“To all the boys I’ve loved before”, nostalgia for the worst years of my youth [book review]

Remember how awkward having a crush in high school was? I know I had my fair share of secret crushes, and then a few that found out–but they all ended with me feeling mortified, and alone. To all the boys I’ve loved before brings back every cringe-worthy moment of high school crushes, but it’s embedded with cozy family moments that will make you want to hug your sisters and bake a lot of sweets and be a naive 16 year-old again. It’s a classic growing up story, but the protagonist is not your average Young Adult starlet.

It’s week three of my 52 books in 52 weeks challenge. This week I chose one that is both trending and special to me, because it marks the first time I read about a half Korean half White main character, and felt that she was truly a character my future Korean-White children could relate to. That aside, here are reasons you may want to read this book, and some reasons you may not.

to all the boys me reading

Author Jenny Han perfectly captured what it’s like being a teen who prefers to chill at home than be seen at all the big parties.

• [Tasks and exercises]
• 1. In the book review, do these statements agree with the text? Answer yes or no for each and quote the deciding words. (a) The reviewer read this book during week three of a 52-book challenge. (b) According to the reviewer, the high school crushes all ended with the reviewer feeling proud. (c) The review names Jenny Han as the author.
• 2. Please quote the stretch of the book review from "It’s week three" through "you may not.".
Answer using only the book review above.

• [Records shown]
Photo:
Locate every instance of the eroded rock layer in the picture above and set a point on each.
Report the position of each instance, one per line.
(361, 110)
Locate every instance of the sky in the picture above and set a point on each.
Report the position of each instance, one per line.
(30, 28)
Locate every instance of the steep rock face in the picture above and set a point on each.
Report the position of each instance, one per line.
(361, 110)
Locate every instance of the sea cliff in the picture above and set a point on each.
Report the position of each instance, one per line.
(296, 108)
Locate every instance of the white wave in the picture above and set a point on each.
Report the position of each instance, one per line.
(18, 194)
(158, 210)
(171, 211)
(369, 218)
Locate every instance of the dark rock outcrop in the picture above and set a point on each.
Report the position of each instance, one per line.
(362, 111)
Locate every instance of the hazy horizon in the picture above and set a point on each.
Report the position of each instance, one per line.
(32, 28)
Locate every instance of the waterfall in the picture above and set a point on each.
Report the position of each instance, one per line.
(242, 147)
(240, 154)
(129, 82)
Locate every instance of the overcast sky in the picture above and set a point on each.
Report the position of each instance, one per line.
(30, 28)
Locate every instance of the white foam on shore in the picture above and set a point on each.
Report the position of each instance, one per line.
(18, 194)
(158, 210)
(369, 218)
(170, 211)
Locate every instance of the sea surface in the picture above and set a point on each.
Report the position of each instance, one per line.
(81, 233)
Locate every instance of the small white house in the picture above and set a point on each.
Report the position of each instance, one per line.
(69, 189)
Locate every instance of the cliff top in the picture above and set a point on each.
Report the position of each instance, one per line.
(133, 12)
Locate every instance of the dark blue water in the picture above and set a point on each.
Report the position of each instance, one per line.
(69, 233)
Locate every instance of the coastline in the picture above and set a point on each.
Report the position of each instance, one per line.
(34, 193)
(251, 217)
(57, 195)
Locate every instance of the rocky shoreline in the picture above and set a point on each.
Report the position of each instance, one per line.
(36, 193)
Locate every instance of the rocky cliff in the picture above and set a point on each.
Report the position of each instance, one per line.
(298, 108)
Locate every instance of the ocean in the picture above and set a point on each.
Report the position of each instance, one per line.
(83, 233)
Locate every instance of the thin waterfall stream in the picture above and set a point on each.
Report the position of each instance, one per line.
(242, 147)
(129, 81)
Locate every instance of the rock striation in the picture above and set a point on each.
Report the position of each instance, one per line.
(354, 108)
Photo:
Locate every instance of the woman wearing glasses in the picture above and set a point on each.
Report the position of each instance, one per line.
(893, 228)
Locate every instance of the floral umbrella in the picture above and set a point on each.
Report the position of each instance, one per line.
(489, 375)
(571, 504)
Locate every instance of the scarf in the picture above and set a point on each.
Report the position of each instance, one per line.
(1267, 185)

• [Solutions below]
• 1.
(a) Yes: "It’s week three of my 52 books in 52 weeks challenge."
(b) No: "they all ended with me feeling mortified, and alone."
(c) Yes: "Author Jenny Han"

• 2.
It’s week three of my 52 books in 52 weeks challenge. This week I chose one that is both trending and special to me, because it marks the first time I read about a half Korean half White main character, and felt that she was truly a character my future Korean-White children could relate to. That aside, here are reasons you may want to read this book, and some reasons you may not.